═══ DATA SECTION ═══
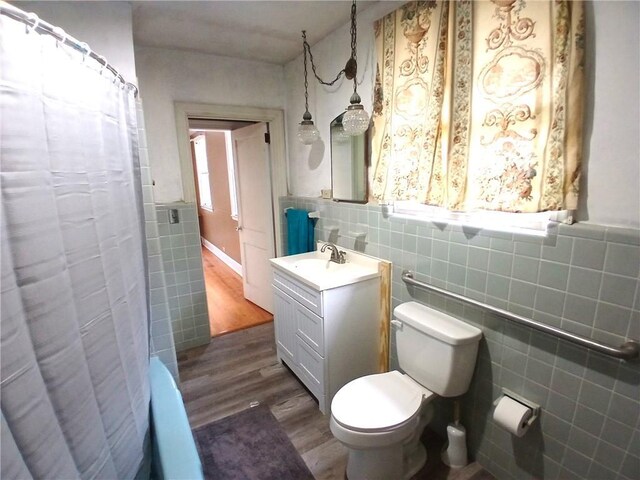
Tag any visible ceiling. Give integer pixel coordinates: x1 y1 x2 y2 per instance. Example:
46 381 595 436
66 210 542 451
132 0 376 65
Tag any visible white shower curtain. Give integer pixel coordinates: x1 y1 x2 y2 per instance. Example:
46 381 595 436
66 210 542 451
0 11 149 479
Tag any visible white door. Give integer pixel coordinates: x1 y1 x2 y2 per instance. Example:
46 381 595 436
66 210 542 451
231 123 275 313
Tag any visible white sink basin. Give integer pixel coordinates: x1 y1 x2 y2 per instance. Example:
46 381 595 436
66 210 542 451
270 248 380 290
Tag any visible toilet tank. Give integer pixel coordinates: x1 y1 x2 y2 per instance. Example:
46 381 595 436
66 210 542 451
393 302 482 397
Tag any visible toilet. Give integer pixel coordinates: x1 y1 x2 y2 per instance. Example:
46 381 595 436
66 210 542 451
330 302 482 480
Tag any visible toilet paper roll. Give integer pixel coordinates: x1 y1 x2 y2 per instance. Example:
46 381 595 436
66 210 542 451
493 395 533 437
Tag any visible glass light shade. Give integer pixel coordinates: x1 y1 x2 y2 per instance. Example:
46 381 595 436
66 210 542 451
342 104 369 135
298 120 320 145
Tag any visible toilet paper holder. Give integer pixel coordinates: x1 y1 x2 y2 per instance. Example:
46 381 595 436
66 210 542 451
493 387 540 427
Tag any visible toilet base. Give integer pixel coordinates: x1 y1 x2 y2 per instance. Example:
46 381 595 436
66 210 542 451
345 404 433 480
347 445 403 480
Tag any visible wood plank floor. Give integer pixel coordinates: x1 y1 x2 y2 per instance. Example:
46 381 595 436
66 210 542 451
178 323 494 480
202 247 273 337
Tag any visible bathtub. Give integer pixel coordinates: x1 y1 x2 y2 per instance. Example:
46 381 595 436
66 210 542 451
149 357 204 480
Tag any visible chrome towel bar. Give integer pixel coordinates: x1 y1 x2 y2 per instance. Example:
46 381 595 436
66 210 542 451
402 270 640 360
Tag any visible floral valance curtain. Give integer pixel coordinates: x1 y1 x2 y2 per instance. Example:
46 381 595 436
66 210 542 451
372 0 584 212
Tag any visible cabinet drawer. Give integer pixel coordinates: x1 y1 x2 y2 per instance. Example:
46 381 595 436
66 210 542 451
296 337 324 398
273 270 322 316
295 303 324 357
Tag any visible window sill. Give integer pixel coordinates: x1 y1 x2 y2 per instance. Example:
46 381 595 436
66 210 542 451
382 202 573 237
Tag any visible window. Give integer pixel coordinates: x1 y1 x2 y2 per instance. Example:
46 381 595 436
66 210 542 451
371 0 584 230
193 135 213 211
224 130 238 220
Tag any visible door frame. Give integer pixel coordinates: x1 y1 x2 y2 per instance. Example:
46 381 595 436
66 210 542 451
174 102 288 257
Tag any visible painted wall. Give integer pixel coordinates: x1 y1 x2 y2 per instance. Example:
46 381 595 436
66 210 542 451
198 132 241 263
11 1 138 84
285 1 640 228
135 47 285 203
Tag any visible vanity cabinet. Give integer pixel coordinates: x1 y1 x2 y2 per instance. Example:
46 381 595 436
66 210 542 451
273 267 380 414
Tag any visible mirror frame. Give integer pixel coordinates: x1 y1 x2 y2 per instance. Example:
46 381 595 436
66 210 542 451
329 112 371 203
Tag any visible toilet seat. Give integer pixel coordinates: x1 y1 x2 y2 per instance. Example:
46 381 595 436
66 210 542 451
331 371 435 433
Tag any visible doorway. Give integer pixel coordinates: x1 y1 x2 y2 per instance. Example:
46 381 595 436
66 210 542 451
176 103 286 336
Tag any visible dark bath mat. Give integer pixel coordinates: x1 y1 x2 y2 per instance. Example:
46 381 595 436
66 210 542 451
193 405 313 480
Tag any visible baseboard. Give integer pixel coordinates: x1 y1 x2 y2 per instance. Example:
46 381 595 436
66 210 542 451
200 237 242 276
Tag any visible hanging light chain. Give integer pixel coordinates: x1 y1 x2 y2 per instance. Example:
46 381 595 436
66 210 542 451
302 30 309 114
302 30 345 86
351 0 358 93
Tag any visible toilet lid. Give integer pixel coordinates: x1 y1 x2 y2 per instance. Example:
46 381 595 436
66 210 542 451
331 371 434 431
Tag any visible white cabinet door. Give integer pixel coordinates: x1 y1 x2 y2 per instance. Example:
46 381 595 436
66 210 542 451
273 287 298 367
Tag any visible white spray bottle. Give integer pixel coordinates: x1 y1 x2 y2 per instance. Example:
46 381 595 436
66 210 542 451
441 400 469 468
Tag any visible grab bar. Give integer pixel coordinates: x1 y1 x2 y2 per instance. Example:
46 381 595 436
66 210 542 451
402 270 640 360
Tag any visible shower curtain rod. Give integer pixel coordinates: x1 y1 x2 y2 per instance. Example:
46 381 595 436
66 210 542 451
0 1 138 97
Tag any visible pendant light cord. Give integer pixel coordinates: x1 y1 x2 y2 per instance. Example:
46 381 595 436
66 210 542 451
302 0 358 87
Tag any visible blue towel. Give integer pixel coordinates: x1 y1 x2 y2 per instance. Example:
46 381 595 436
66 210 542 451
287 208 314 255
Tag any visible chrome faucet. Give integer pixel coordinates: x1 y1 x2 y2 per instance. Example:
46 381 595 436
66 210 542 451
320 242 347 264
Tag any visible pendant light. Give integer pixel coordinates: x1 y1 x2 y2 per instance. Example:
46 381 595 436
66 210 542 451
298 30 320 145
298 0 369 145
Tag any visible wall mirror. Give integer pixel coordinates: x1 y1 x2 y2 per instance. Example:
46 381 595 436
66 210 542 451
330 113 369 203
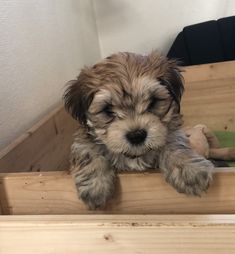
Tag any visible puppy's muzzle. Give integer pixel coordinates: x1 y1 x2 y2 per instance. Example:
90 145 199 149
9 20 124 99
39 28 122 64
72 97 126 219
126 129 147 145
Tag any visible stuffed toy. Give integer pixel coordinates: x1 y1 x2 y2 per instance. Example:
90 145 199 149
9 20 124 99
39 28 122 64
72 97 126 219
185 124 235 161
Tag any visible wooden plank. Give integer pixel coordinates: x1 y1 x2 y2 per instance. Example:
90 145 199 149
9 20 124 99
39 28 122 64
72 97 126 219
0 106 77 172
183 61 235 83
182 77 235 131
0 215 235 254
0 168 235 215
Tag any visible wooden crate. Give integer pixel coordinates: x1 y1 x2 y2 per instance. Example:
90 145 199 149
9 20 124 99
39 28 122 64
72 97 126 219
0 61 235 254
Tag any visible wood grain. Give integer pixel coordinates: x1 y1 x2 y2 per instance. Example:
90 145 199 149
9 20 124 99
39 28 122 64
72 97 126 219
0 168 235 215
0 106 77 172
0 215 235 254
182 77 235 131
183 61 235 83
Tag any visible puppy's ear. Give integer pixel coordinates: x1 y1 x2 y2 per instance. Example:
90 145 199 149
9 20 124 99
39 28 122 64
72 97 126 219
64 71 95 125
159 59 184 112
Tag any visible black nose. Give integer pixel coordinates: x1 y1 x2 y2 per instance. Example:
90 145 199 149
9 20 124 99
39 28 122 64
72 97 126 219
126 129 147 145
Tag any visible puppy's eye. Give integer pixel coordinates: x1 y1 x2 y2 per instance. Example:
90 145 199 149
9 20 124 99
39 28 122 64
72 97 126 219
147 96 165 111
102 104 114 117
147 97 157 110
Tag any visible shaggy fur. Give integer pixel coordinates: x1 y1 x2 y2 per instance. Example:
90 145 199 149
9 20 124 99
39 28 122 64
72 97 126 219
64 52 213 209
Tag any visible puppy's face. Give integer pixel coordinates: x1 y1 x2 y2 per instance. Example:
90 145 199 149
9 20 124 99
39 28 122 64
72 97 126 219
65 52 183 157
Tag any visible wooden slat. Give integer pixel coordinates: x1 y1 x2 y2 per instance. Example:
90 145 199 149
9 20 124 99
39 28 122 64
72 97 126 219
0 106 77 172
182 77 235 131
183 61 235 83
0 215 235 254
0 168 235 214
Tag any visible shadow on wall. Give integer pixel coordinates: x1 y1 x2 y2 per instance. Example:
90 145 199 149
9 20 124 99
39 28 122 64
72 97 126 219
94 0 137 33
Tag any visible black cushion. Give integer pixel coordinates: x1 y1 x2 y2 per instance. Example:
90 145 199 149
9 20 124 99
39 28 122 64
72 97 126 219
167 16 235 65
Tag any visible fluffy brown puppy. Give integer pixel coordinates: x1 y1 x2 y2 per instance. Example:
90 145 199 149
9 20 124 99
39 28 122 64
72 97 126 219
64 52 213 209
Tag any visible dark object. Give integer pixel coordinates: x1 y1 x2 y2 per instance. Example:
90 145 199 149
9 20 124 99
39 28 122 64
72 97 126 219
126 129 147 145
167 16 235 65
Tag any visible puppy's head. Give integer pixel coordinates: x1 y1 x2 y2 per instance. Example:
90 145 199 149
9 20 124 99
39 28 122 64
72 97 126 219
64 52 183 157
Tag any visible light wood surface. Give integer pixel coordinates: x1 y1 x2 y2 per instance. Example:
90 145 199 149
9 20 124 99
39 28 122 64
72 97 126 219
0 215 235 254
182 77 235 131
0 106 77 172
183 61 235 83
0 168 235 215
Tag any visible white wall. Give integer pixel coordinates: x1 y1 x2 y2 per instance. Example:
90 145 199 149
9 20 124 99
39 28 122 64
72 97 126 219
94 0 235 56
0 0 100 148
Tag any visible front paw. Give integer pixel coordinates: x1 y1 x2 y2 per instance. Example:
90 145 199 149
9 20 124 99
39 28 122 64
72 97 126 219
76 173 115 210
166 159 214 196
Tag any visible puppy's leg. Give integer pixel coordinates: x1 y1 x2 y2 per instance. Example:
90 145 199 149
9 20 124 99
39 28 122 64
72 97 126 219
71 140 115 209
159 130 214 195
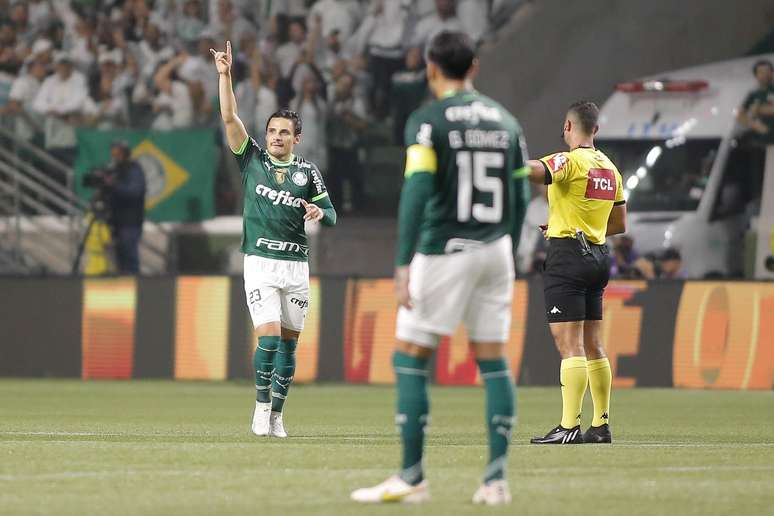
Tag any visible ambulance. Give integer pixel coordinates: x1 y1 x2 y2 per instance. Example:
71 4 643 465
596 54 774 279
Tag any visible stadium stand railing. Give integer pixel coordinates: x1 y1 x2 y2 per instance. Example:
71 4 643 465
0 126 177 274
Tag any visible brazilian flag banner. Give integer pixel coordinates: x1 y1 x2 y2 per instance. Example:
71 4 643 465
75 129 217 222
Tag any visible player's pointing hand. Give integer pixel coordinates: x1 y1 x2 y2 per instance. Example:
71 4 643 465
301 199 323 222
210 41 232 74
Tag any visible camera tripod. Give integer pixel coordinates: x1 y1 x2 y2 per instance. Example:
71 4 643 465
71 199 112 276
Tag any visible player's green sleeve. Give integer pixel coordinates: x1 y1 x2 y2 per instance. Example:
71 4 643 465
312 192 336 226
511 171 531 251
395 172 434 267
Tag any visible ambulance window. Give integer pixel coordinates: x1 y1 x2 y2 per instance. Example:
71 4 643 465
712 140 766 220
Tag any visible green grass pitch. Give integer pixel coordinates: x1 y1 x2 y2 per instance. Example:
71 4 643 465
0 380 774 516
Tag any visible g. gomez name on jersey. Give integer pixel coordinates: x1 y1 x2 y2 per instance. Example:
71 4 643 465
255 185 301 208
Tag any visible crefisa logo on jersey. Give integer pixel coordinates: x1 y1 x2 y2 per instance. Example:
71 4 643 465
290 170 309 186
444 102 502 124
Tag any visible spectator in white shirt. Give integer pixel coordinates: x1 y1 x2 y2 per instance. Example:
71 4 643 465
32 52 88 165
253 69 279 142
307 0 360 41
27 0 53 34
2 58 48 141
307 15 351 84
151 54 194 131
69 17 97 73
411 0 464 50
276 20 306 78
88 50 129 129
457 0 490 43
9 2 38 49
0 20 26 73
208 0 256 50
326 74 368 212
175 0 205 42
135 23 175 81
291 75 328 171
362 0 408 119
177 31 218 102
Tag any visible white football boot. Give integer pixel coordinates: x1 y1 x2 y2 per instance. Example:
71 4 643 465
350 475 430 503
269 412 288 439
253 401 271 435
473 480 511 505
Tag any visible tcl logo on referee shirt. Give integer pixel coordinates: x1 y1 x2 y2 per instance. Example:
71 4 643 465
═══
*GOAL OF THE EXERCISE:* Please update the data from the line with "Tag any visible spectator" up to and including the last line of the data, replacing "football boot" with "soccer cleat" and leaving everything else unchanged. Return only those lines.

*WRITTEN SOLUTION:*
Tag any visible spectator in white shirt. Give integer pixel coordinates: x1 y1 x2 y2 per instance. Example:
71 4 643 465
32 52 88 165
253 69 279 142
307 0 360 41
27 0 53 34
2 58 48 141
307 15 351 84
151 54 194 131
69 17 97 73
411 0 464 50
276 20 306 78
88 50 129 129
457 0 490 43
9 2 38 49
0 20 26 73
208 0 256 50
326 74 368 212
175 0 205 42
135 23 175 81
291 75 328 171
362 0 408 119
177 31 218 102
Tag any visible white soccer cleat. Give integer pixel coordinates: x1 y1 x2 y2 per instance. Example:
71 4 643 465
350 475 430 503
269 412 288 439
253 401 271 435
473 480 511 505
Tag any visible tcl logo on referee shirt. Give integer pixel coordinates: x1 y1 x2 y2 per instance. Example:
71 4 643 465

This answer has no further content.